#### PASSAGE PROVIDED:
________________________________________

1. Explain briefly with examples (1) Process virtual machine, (2) System virtual machine, (3) Emulator, (4) Binary optimizer, (5) High-level Language Virtual Machine.

Answer:

1. Process VM: virtualizes the execution environment of a single process. E.g. JVM, Digital FX!32.
2. System VM: virtualizes the execution environment of the entire software stack (OS + applications). E.g. VMWare, Xen, KVM, etc
3. Emulator: Translates from one ISA to another. Could be either a process or a system VM. For example, Digital FX!32, VirtualPC, Code Morphing in Transmeta Crusoe.
4. Binary Optimizer: Source and target ISA are the same, but optimizes some functionality of the program, such as speed, or energy usage, or security. For example BSD Jails, or any sandbox, or memory leak detector. (I don’t think I discussed concrete examples in class, so its OK if students don’t give examples here.)
5. HLL VM: Process VM which translated from a virtual ISA (for which there are no physical machines) to to a native ISA. E.g. JVM, .NET CLI.
6. Which interface does a Process VM virtualize? Which interface does a System VM virtualize?

Answer: Process VMs virtualize the ABI, which consists of the system calls and user ISA. System VMs virtualize the ISA, which consists of both user ISA and system ISA.

1. (a) How do Interpreters differ from Dynamic Binary Translators? (b) How do Binary Optimizers differ from Emulators?
2. What are the advantages and disadvantages of Classical System VMs compared to Para-virtualized VMs?
3. What is a co-designed virtual machine? Briefly describe and give an example.
4. What type of virtual machine (VM) is each of the following and why? Be as specific as possible. (a) Java Virtual Machine (JVM) (b) VMWare (c) Xen (d) Digital FX!32 (e) VirtualPC (f) (e) Transmeta Crusoe (Code Morphing)
5. Explain the difference between the concepts of full-virtualization and para-virtualization, giving at least one example of both virtualization techniques.
6. When you have design a system that does emulation, under what circumstances would you opt for Interpretation and when would you opt for Binary Translation? Justify your answer.

________________________________________

#### DATASET EXTRACT:
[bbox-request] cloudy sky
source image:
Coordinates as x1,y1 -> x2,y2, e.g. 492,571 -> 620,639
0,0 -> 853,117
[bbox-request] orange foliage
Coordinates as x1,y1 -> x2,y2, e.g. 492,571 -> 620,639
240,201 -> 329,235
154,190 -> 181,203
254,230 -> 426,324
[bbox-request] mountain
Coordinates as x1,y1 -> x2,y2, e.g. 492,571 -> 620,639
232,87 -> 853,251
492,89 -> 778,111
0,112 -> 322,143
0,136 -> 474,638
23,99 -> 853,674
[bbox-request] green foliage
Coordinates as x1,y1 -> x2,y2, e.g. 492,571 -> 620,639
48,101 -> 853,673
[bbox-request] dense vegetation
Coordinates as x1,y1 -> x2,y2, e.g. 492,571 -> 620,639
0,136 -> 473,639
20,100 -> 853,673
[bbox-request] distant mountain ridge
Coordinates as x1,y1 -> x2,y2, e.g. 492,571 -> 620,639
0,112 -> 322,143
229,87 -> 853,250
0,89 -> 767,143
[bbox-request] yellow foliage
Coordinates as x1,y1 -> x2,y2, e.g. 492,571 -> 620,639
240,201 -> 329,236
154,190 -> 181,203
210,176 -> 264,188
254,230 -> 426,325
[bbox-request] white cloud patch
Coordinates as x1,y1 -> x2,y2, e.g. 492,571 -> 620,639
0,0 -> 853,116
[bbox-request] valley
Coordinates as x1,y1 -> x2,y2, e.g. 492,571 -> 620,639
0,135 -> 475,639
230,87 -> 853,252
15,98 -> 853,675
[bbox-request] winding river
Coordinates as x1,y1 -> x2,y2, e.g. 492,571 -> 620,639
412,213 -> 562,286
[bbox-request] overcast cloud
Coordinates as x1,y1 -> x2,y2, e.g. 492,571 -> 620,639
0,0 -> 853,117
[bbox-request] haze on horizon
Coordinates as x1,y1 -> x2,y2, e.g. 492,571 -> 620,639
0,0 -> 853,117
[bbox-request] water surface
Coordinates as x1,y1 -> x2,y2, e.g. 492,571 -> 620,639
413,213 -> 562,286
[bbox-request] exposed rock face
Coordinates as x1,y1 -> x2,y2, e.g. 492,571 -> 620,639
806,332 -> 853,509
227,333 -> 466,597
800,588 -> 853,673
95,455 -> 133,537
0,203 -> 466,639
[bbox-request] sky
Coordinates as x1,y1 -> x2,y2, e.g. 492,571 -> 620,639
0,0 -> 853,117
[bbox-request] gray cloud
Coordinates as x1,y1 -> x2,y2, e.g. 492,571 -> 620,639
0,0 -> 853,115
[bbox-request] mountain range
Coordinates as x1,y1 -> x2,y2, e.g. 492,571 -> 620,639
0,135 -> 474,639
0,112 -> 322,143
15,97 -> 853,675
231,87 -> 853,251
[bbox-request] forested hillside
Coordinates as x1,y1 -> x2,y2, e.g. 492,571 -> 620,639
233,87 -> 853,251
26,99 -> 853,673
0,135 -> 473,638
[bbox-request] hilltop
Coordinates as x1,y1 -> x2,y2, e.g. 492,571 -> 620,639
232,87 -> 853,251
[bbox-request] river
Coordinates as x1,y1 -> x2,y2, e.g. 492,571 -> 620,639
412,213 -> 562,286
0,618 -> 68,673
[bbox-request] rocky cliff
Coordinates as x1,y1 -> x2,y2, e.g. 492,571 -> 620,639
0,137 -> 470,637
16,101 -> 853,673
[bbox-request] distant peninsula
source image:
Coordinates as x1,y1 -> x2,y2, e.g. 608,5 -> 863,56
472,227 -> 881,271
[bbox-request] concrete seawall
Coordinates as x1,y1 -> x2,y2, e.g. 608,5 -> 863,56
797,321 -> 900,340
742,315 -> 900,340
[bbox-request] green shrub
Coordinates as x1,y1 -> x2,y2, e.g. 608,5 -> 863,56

________________________________________

#### TASKS TO COMPLETE:
[a] Answer these questions from the virtual machine passage, one answer per line, marked to match:
(i) What does an emulator translate between?
(ii) According to the answer on interfaces, what two things make up the ABI?
(iii) Which three examples are given for a System VM?
[b] Retype the stretch of the virtual machine passage from "4. Binary Optimizer: Source" through "give examples here.)".

#### ANSWERS FOR THE TASKS:
[a]
(i) It translates from one ISA to another.
(ii) The system calls and the user ISA.
(iii) VMWare, Xen, and KVM.

[b]
4. Binary Optimizer: Source and target ISA are the same, but optimizes some functionality of the program, such as speed, or energy usage, or security. For example BSD Jails, or any sandbox, or memory leak detector. (I don’t think I discussed concrete examples in class, so its OK if students don’t give examples here.)